Supplied entries:
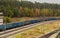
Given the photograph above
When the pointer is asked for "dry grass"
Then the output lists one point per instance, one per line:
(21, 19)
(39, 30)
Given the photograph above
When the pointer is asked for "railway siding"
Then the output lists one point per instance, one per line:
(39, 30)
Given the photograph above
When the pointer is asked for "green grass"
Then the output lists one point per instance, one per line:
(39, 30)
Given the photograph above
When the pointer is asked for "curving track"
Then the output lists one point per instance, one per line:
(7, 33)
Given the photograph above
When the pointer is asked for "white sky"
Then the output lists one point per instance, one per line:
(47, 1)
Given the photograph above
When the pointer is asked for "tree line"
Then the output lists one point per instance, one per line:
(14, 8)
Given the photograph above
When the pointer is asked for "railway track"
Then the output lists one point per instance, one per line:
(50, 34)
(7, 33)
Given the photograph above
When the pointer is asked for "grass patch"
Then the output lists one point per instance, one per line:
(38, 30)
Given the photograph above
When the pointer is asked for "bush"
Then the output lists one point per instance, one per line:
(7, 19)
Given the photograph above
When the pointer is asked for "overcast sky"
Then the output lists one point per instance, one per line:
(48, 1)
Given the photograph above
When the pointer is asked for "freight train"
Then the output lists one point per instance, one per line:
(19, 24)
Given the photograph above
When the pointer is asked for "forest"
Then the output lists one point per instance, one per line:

...

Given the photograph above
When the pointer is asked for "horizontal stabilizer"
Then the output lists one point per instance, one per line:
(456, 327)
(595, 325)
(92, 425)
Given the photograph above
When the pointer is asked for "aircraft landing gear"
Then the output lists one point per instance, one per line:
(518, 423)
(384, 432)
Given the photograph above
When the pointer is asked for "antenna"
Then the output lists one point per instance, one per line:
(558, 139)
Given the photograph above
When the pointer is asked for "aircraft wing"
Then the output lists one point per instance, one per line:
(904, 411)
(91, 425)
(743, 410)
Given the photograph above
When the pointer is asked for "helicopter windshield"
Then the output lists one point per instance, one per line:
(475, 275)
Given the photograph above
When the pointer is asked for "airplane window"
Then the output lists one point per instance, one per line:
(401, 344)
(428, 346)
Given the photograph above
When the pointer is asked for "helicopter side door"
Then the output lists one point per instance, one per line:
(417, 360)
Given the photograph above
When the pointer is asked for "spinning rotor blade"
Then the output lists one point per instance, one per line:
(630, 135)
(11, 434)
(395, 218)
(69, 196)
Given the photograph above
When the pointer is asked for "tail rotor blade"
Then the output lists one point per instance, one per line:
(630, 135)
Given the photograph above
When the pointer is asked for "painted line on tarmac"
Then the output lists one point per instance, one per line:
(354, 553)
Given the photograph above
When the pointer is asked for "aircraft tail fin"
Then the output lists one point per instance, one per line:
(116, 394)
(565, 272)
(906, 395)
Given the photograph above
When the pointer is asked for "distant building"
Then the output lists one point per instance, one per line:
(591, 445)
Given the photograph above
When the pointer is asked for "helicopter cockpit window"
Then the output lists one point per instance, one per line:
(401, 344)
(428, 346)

* * *

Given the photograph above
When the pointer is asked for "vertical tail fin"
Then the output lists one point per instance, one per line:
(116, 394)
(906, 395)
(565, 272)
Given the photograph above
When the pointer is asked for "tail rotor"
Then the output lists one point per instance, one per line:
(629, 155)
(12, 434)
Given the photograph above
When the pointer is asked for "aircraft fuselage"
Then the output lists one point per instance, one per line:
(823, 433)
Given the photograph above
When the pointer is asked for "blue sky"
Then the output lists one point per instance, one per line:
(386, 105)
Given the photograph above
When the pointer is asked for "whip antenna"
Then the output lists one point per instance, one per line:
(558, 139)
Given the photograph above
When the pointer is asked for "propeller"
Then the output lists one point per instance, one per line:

What you have to do:
Count the rows above that contain the string "window", matching case exactly. Reply with the number only.

Reply:
2